= QUESTION COURTE 1 =
D'après le texte à lire, que peut être la douleur elle-même ?

= TEXTE À LIRE =
........

A : Cela semble être une chose assez difficile à faire, car lorsque nous sommes au milieu de la bataille, pour ainsi dire, nous sommes tellement pris dedans, tellement identifiés à elle, qu’il est difficile d’être objectif. Mais je pense que nous devons nous rendre compte à l’avance que toutes les philosophies, toutes les opinions, toutes les explications, toutes les autorités (y compris la nôtre) nous fournissent des idées que nous superposons entre nous et la situation. Si nous nous en rendons compte à l’avance, et que nous en avons vu le danger, il y a une possibilité de nous surprendre en train de le faire.

G : Alors la douleur elle-même peut être la lumière rouge, le signal de danger.

........

= QUESTION COURTE 2 =
Recopiez à l'identique, parmi les enregistrements, les lignes qui vont de celle contenant "Dear assistant, the user would like the baby's chest" jusqu'à celle contenant "[594,430,718,504]", ces deux lignes comprises.

........

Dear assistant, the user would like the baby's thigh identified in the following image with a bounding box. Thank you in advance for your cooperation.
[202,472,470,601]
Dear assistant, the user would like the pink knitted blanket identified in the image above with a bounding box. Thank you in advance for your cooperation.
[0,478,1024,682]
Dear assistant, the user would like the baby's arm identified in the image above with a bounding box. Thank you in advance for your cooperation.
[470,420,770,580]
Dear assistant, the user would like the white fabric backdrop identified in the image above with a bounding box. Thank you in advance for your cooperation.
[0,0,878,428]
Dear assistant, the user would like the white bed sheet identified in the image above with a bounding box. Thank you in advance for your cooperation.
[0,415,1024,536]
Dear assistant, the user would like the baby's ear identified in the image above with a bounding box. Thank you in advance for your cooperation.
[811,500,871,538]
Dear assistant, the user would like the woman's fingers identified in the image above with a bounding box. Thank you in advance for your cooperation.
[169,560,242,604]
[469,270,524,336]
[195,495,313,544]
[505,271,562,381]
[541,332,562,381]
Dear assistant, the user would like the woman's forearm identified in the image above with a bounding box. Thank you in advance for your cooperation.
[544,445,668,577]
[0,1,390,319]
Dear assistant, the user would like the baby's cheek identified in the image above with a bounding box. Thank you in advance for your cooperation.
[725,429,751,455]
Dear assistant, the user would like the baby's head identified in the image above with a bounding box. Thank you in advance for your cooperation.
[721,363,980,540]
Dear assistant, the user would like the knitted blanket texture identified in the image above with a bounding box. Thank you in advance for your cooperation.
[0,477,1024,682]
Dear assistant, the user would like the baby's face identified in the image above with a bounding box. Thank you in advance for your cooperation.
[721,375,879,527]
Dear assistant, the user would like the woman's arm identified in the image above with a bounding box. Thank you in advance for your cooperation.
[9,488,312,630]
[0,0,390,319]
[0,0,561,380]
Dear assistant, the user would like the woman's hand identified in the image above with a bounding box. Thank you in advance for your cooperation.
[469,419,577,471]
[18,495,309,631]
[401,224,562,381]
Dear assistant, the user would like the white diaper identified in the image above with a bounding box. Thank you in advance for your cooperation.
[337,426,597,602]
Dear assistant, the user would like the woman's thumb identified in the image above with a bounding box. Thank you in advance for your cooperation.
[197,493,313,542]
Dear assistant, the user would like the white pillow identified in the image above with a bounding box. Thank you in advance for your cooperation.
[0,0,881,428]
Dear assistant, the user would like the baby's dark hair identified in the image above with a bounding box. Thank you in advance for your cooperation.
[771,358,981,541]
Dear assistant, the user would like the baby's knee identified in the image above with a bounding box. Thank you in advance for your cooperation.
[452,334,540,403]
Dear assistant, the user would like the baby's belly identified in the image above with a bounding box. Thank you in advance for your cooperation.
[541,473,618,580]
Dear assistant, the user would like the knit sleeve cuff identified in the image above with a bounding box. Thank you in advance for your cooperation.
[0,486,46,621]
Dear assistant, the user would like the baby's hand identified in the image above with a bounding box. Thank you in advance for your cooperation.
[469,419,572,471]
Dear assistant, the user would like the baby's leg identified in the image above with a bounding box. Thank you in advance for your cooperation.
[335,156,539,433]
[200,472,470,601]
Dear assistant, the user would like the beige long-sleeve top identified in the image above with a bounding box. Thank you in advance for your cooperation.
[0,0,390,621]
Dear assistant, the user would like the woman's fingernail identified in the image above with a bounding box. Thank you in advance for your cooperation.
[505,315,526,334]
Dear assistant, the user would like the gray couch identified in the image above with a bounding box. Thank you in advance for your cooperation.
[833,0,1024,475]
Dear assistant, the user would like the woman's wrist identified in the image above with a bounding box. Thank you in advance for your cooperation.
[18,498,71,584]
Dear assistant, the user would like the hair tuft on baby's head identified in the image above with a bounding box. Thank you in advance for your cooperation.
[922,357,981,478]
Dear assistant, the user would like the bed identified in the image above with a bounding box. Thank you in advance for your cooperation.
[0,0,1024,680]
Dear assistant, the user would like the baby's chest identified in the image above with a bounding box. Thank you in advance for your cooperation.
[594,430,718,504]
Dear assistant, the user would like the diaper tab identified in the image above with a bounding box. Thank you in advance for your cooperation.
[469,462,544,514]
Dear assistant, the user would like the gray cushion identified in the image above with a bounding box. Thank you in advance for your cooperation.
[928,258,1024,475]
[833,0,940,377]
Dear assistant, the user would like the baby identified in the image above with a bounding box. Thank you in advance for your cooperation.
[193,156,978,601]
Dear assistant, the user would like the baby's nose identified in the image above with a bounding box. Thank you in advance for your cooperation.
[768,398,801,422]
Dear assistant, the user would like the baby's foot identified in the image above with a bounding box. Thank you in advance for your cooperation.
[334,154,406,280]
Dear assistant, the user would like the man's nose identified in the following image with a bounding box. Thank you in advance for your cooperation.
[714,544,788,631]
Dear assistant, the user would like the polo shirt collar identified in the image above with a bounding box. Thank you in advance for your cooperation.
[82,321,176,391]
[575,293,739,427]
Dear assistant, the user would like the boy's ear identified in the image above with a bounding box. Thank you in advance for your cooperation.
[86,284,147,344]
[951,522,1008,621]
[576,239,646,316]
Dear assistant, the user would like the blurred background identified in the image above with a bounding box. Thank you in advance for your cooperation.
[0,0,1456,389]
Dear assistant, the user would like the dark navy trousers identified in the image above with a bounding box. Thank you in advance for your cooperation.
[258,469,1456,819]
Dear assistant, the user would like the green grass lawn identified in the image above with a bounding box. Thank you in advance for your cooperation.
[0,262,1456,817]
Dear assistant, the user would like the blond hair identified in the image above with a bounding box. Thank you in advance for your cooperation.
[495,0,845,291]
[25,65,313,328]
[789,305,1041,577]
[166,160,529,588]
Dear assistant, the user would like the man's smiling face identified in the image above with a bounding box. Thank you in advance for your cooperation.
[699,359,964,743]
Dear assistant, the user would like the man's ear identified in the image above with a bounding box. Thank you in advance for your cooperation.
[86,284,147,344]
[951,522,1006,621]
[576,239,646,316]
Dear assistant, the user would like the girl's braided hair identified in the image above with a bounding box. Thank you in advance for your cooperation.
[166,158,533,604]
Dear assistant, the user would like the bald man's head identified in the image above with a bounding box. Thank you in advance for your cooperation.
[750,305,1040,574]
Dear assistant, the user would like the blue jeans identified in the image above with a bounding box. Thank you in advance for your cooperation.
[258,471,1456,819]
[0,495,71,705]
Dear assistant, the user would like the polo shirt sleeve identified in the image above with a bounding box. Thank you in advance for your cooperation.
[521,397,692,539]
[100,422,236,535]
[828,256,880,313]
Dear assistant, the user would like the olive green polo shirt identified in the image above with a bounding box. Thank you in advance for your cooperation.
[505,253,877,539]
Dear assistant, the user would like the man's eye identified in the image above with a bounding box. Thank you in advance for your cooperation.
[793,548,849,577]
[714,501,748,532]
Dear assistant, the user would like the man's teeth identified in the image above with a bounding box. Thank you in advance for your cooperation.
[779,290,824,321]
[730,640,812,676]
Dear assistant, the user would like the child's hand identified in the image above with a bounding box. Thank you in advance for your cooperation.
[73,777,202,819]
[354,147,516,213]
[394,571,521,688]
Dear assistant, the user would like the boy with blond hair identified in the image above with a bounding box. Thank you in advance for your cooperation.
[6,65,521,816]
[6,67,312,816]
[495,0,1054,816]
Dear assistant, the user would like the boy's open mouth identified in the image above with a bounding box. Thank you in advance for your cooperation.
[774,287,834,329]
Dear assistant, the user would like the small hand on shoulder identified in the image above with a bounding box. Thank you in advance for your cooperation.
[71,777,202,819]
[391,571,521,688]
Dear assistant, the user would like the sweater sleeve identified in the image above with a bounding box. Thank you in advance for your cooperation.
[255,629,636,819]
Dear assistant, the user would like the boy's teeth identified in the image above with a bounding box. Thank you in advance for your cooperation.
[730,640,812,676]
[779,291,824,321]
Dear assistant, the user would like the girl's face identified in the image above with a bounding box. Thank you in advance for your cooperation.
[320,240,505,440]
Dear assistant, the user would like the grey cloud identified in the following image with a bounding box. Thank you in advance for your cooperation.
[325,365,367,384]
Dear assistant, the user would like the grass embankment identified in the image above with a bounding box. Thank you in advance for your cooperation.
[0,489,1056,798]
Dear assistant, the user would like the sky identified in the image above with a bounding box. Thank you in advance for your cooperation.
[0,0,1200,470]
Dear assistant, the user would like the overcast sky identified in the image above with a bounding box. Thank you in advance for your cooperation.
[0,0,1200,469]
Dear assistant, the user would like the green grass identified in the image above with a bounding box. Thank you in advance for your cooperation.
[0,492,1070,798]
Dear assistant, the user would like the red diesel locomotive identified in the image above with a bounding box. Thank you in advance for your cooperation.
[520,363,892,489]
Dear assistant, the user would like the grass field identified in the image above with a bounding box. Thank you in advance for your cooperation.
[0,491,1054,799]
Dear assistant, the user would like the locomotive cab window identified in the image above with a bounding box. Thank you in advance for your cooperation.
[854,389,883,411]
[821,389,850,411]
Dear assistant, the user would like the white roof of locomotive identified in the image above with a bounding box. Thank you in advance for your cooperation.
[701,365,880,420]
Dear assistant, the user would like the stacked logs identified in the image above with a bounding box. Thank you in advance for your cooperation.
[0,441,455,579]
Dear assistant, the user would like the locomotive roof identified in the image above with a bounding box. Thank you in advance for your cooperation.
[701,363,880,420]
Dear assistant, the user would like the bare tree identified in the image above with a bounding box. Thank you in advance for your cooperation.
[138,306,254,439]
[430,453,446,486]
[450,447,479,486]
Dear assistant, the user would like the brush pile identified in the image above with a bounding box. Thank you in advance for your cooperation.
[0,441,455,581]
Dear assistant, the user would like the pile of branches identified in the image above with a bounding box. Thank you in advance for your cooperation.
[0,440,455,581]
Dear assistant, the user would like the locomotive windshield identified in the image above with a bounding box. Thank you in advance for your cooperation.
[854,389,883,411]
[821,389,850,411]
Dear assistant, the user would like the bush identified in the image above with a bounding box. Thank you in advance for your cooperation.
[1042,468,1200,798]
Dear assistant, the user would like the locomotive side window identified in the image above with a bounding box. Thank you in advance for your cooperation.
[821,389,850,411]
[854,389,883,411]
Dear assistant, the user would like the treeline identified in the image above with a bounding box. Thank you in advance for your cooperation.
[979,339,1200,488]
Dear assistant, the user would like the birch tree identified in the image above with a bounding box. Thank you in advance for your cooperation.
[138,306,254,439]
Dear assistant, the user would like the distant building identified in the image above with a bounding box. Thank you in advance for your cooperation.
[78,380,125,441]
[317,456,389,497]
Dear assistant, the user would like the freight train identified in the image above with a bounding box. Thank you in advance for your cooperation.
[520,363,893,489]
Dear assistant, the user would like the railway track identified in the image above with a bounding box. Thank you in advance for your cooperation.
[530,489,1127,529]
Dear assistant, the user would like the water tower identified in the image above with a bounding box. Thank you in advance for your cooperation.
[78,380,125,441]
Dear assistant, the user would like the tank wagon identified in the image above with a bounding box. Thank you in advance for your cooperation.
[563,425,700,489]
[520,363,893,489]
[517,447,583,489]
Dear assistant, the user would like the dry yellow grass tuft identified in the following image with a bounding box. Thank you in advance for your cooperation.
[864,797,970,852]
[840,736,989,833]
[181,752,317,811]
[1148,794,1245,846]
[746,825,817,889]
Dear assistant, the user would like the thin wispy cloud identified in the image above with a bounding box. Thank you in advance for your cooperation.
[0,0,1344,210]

........

= RÉPONSE COMPLÈTE 1 =
La douleur elle-même peut être la lumière rouge, le signal de danger.

= RÉPONSE COMPLÈTE 2 =
Dear assistant, the user would like the baby's chest identified in the image above with a bounding box. Thank you in advance for your cooperation.
[594,430,718,504]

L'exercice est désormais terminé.